| Task details |
Transcribe exactly the lines from the one holding "Point to the thin" to the end of the data below, including both of those lines and no others.

>>>>>

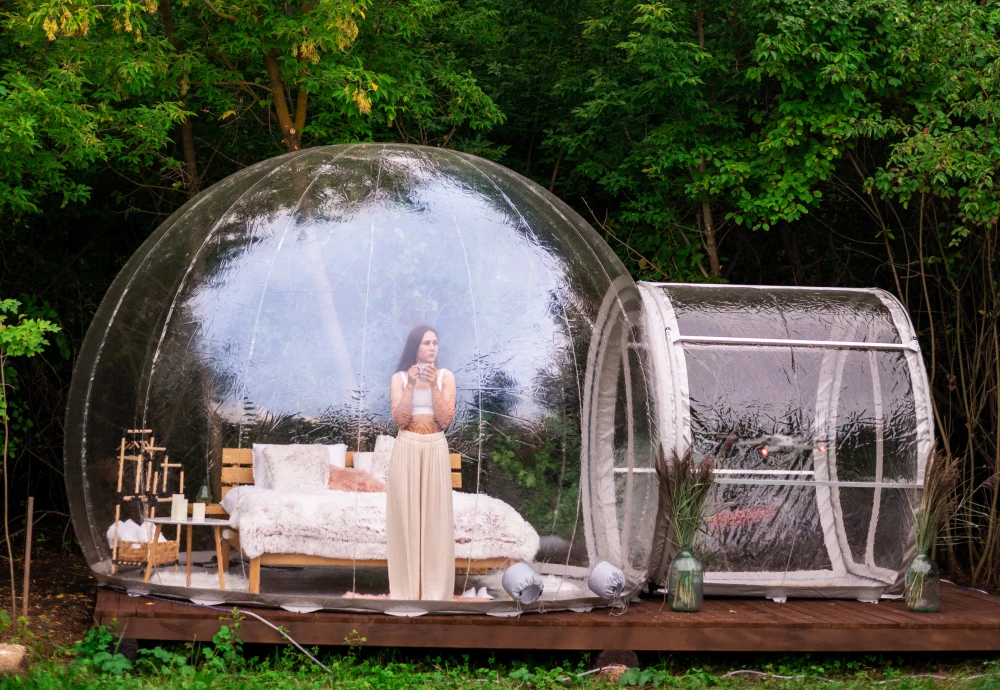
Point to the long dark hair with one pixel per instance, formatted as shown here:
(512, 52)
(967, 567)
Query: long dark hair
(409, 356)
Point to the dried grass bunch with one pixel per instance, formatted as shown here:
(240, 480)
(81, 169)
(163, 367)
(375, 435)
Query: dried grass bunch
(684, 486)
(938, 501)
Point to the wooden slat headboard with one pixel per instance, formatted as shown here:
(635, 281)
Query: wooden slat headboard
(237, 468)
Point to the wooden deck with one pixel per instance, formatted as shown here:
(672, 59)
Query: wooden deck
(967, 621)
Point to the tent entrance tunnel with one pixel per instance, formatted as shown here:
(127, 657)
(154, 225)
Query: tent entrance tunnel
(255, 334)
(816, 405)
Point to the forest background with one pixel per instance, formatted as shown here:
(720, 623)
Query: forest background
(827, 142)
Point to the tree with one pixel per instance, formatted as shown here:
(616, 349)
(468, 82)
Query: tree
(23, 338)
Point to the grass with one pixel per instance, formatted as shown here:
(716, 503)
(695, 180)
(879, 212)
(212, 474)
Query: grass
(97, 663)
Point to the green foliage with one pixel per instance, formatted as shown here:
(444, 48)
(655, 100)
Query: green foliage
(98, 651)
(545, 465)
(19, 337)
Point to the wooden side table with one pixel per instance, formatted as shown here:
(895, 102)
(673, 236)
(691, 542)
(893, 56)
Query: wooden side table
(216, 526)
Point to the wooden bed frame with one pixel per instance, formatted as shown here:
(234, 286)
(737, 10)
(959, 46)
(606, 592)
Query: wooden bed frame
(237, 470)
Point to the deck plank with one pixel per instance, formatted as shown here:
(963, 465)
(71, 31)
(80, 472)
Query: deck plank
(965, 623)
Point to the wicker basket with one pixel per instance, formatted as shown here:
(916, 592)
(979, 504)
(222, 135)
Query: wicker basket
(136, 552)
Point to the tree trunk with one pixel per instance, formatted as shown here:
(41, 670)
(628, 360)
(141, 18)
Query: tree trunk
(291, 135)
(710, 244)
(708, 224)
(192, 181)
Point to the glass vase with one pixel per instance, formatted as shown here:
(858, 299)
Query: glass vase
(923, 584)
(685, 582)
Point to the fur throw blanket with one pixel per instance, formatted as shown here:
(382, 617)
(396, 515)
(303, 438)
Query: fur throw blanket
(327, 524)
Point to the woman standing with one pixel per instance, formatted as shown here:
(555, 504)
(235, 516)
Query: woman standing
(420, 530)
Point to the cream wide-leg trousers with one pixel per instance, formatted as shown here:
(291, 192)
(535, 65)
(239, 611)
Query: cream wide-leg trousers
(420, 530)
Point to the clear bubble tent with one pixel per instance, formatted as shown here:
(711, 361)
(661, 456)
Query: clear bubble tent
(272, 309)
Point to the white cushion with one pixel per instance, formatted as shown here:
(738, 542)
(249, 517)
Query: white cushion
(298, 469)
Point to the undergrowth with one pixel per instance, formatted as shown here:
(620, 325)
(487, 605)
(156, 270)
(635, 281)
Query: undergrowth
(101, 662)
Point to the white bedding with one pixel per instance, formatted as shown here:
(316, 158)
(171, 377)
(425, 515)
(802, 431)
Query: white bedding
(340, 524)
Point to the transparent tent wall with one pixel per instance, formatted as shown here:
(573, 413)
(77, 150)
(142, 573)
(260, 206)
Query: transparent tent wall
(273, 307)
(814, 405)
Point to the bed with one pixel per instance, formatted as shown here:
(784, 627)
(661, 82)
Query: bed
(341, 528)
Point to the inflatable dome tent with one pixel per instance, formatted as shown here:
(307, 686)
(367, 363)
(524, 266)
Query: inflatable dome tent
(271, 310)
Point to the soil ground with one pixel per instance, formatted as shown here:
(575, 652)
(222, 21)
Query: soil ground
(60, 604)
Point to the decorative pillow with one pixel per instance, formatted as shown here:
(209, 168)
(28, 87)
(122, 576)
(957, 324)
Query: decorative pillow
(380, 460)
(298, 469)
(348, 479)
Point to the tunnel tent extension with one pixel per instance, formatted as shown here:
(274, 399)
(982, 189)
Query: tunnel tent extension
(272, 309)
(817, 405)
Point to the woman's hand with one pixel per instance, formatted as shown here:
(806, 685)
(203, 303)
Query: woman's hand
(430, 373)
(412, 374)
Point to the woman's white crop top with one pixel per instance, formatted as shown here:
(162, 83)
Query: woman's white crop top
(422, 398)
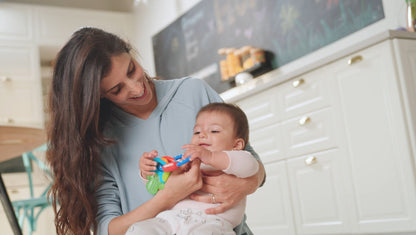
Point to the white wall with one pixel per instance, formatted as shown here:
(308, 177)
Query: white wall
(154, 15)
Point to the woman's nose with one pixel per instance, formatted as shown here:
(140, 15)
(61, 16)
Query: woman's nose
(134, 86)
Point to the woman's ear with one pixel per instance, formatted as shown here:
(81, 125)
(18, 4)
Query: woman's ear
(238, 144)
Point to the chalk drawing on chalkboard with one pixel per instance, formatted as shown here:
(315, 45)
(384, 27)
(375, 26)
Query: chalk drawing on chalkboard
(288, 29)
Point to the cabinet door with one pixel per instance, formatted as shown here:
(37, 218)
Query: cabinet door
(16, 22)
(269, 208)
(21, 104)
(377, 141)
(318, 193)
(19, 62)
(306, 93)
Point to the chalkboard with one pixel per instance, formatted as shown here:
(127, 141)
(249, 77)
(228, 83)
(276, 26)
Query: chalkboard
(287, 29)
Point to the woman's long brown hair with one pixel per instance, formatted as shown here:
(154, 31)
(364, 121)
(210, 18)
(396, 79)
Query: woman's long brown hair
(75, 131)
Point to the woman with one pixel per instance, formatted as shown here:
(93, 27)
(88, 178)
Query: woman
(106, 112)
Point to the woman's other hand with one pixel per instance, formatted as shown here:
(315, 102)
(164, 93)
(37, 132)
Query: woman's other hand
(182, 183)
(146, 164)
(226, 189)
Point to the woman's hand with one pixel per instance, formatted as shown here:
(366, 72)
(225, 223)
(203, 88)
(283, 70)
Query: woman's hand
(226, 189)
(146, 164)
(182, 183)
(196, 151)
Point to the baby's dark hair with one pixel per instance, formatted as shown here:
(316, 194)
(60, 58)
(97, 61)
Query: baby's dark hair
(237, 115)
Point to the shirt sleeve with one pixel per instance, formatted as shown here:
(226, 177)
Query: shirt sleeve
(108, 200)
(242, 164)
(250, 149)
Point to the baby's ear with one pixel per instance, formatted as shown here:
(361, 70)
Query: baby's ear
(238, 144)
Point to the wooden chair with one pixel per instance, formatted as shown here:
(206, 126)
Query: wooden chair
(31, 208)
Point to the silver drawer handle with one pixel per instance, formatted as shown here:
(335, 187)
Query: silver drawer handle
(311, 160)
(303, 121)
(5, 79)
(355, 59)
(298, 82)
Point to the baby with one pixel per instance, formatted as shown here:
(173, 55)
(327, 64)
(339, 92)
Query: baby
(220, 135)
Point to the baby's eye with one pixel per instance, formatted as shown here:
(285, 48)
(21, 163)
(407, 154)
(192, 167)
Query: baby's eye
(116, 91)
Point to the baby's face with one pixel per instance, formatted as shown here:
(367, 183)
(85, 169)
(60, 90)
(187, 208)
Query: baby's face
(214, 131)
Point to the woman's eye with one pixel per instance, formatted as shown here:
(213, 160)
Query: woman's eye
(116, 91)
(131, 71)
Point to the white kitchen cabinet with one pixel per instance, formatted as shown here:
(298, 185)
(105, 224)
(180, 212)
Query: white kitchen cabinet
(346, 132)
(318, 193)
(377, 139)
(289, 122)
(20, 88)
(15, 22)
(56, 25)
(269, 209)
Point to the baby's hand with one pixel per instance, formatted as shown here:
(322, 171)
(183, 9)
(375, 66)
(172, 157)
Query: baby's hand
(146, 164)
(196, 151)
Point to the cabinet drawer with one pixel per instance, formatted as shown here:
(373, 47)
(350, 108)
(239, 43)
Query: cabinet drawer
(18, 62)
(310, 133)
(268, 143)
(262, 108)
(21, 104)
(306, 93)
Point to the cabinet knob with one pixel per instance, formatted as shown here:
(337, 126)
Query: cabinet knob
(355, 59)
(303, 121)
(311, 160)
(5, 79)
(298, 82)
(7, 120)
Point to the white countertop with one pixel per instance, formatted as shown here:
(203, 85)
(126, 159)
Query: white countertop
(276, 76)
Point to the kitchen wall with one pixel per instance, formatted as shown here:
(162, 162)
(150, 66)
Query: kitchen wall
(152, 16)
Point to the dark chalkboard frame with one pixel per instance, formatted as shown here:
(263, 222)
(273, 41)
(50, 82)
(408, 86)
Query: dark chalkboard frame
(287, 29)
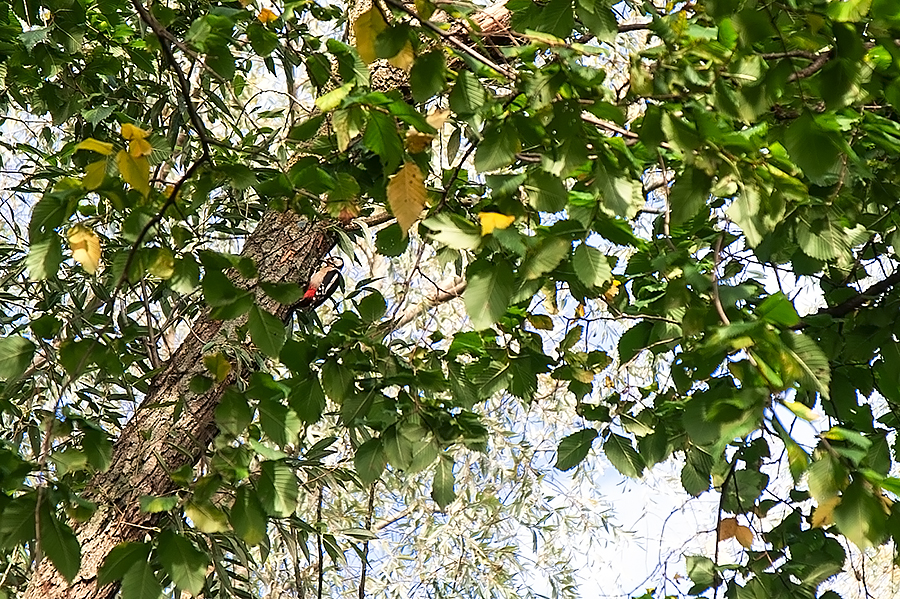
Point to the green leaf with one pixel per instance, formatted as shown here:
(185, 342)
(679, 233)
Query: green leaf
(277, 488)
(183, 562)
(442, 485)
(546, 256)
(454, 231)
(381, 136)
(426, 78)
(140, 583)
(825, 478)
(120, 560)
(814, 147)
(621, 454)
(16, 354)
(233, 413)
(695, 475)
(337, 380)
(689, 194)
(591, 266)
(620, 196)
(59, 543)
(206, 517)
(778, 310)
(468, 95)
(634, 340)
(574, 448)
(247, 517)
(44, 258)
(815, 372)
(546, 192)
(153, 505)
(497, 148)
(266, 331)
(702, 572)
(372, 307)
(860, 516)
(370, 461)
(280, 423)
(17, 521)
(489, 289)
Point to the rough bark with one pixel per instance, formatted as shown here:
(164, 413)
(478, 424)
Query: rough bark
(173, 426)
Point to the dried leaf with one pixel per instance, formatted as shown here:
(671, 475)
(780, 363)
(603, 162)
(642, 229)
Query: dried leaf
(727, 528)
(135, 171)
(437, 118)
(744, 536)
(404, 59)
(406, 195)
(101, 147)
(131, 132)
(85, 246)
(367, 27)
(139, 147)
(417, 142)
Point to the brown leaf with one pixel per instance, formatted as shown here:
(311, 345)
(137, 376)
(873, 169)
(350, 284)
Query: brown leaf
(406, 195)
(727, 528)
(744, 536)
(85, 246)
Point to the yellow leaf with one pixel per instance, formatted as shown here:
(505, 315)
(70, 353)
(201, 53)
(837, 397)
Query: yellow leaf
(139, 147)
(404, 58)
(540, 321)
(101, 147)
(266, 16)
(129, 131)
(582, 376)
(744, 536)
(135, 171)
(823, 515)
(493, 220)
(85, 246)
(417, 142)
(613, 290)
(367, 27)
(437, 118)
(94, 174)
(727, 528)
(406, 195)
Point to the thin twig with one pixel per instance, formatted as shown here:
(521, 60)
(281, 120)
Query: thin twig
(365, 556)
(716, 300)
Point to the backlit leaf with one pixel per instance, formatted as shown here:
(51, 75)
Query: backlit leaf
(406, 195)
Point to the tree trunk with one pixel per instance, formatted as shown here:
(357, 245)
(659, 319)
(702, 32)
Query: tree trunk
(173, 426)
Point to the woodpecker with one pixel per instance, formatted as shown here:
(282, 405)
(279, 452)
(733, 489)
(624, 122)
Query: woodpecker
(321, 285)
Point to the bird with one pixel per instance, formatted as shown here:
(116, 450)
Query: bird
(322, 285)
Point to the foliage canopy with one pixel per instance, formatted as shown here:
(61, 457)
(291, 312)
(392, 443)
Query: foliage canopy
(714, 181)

<<<<<

| Reply to the task |
Point to the thin twig with one pixel per instance, formatted as shown here:
(521, 60)
(281, 120)
Query: thin twig
(365, 556)
(716, 300)
Point to the backlit leaf with one pixel per instance, formatted as shown here:
(51, 75)
Query: backlit leaf
(406, 195)
Point to the tree trunk with one pixel per instance, formatted as shown here:
(357, 245)
(659, 319)
(702, 32)
Query: tree trunk
(173, 426)
Point to the woodpecker with one pixel per instance, formatted as shown here:
(282, 405)
(279, 452)
(733, 489)
(624, 122)
Query: woodpecker
(321, 285)
Point to the bird with one pixel per instance, formatted as shown here:
(116, 450)
Query: bird
(322, 285)
Point to the foliage canopy with one pixel per instance, formatted as shown here:
(61, 457)
(291, 312)
(392, 443)
Query: foliage canopy
(714, 181)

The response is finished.